Task requirements: Where a line in the listing below contains the word "woman", copy that line.

Material for this exercise:
● ● ● ● ● ● ●
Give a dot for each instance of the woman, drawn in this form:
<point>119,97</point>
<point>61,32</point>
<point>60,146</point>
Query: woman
● ● ● ● ● ● ●
Written solution:
Give a dot for each instance of the woman, drawn in this form:
Query: woman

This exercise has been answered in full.